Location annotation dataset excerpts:
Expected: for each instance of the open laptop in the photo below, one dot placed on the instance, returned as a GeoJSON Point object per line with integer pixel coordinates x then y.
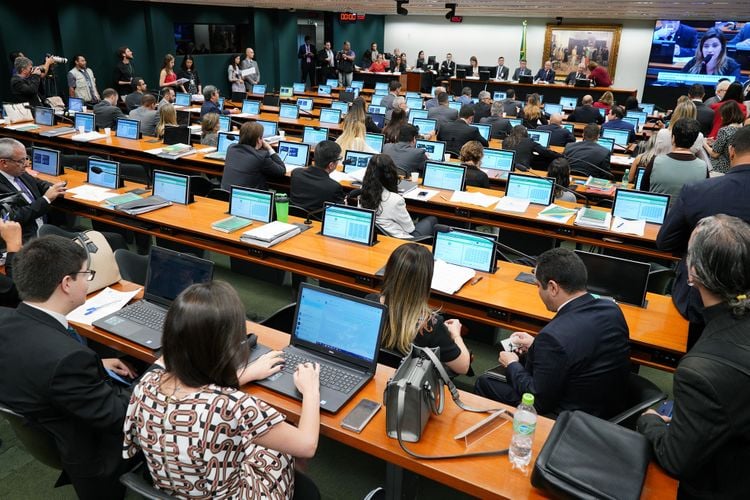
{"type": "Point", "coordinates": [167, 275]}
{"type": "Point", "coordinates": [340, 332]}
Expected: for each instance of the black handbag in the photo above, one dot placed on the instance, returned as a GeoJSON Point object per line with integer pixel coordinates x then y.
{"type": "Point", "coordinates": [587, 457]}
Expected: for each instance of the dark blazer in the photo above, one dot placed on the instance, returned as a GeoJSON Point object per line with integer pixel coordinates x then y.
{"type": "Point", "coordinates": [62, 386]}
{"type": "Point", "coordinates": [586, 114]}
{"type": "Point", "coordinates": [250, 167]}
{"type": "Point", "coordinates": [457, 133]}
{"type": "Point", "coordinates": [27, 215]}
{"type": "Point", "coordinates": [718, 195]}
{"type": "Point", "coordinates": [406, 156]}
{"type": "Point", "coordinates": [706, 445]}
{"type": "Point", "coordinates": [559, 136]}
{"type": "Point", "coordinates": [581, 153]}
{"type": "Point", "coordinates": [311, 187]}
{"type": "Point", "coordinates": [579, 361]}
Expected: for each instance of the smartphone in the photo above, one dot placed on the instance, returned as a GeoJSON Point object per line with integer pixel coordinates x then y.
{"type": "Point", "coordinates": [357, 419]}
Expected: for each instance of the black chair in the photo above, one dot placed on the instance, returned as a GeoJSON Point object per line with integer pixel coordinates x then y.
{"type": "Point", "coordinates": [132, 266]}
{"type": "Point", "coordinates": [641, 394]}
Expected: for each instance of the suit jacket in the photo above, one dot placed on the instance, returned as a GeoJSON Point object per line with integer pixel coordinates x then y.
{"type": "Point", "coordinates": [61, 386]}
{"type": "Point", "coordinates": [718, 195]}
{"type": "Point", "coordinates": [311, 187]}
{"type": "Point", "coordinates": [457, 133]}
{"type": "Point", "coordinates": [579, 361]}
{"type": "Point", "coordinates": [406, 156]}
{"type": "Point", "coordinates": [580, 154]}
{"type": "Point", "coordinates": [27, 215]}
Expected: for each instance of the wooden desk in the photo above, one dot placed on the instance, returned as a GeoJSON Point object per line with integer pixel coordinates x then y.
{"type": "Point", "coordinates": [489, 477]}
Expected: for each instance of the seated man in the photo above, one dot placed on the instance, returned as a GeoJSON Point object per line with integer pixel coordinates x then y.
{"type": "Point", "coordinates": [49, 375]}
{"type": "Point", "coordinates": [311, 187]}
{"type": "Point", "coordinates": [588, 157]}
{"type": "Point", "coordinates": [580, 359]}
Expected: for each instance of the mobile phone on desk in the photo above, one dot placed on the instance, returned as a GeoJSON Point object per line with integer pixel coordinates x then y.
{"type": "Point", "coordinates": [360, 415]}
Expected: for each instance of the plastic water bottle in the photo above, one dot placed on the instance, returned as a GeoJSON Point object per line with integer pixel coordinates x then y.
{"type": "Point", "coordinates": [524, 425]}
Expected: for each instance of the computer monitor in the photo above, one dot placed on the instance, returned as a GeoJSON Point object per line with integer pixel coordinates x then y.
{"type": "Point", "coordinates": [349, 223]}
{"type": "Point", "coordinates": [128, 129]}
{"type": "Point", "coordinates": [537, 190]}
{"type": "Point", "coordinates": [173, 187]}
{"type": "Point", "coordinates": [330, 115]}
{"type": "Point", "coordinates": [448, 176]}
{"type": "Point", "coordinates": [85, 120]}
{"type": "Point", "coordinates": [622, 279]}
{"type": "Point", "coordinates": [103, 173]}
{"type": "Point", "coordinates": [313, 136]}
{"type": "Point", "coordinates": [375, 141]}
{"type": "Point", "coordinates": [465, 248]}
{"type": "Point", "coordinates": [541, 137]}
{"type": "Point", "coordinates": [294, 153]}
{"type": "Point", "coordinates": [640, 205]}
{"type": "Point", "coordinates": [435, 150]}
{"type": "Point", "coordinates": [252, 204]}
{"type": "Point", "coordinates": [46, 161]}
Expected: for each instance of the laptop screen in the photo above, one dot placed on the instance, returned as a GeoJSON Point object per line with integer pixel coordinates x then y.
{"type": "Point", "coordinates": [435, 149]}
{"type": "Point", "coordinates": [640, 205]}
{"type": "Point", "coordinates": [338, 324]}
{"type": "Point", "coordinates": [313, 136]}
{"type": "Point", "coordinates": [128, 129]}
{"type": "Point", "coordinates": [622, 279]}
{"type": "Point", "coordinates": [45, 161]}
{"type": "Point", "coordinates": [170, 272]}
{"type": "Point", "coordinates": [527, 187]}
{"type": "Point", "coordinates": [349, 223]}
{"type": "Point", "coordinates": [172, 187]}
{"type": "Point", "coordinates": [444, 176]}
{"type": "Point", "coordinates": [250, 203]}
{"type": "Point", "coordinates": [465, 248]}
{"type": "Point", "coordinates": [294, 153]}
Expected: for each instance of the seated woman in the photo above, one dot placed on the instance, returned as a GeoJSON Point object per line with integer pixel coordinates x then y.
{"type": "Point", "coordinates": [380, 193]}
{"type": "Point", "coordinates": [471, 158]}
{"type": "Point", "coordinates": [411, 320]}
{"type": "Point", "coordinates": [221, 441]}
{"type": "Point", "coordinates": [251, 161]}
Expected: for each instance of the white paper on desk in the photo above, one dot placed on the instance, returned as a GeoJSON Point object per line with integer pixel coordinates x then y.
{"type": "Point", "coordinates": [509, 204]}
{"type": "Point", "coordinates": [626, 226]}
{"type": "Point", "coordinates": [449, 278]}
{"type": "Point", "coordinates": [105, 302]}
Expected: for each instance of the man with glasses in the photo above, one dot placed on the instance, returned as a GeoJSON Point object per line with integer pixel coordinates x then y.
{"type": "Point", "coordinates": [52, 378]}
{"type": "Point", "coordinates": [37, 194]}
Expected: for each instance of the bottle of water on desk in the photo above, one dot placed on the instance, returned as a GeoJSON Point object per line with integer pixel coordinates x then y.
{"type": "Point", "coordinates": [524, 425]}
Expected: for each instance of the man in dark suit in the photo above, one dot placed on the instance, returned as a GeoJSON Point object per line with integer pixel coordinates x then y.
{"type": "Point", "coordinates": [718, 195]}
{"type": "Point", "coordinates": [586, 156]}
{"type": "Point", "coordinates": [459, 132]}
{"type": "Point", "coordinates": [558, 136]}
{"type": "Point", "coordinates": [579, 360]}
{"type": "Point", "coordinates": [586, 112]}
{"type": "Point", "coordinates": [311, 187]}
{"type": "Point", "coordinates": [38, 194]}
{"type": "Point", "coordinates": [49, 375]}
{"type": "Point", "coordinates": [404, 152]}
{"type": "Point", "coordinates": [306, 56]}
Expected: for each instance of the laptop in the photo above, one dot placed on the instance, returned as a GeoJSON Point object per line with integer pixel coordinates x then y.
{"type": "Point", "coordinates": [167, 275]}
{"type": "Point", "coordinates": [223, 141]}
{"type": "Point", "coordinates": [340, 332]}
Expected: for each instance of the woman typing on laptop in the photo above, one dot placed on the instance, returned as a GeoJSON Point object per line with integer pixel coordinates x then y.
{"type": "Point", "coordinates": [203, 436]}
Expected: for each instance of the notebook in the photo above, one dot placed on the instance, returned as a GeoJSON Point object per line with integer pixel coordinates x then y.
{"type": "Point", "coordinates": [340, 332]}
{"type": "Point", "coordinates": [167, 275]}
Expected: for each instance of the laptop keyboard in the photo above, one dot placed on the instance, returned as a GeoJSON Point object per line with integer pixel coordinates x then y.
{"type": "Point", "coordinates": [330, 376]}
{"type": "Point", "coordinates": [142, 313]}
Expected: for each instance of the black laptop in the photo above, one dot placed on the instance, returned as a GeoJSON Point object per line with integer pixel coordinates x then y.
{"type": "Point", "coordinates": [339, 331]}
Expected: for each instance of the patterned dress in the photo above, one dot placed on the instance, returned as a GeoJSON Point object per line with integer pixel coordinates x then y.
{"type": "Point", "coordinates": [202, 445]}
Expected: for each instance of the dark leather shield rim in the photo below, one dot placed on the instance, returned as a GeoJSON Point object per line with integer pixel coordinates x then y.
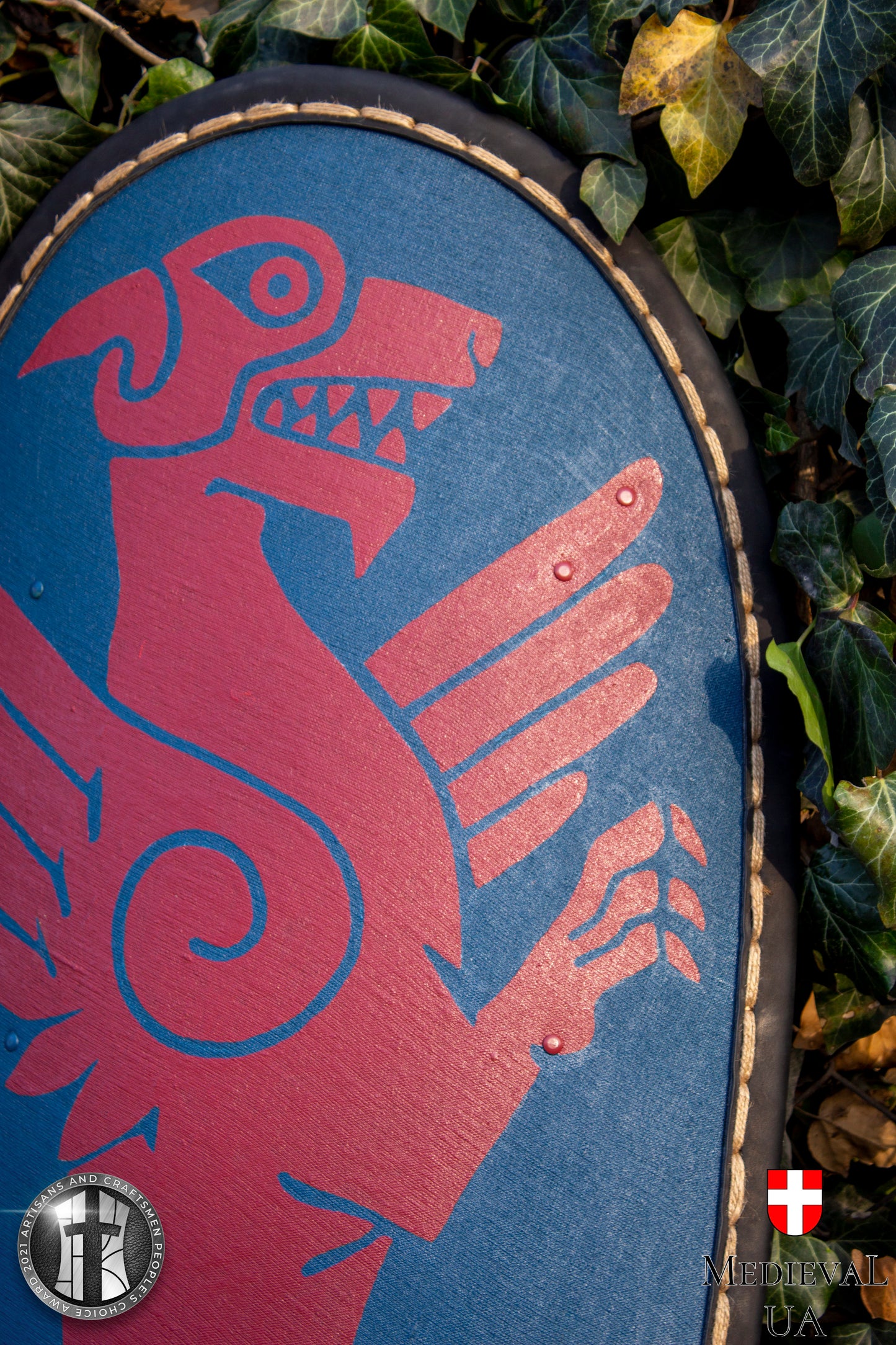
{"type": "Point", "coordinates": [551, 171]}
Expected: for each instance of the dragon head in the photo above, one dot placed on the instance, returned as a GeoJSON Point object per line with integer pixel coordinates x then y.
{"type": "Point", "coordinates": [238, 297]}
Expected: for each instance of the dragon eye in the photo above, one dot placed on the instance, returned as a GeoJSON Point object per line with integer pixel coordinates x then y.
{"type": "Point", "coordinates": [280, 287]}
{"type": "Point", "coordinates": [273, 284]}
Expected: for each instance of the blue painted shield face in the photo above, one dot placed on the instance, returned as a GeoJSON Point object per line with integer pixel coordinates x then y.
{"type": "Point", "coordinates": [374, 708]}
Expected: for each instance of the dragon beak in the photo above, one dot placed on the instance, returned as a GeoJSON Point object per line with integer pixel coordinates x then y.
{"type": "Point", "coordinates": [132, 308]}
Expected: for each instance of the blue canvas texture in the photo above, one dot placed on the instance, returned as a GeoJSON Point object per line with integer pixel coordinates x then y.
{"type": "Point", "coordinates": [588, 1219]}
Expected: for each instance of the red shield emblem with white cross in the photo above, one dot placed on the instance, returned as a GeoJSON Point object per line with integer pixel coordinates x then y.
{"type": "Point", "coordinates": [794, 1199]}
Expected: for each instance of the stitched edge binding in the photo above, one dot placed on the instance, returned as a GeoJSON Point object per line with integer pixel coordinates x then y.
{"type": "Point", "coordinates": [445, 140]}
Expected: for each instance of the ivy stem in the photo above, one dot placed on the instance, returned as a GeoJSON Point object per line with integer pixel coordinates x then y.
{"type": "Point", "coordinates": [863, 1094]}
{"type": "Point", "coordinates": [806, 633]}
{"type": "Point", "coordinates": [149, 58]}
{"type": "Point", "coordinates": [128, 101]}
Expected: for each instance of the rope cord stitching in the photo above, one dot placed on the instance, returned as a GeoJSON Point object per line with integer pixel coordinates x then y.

Written instruction =>
Every line from the one containing "Expected: for each instance of the ivy" through the last line must be copied exactly; leave out the rest.

Result for this task =>
Expected: for each instance of the ivy stem in the photo above, one dot placed on the instance, returned as a GeoJSON Point object per line with integer pixel coordinates x then y.
{"type": "Point", "coordinates": [863, 1094]}
{"type": "Point", "coordinates": [806, 633]}
{"type": "Point", "coordinates": [149, 58]}
{"type": "Point", "coordinates": [128, 101]}
Expected: for each instance of the rope cord stitching in the photo above, one dot placed on the instance, returned as a GeoJSON Point object per line with integer pixel coordinates x then y.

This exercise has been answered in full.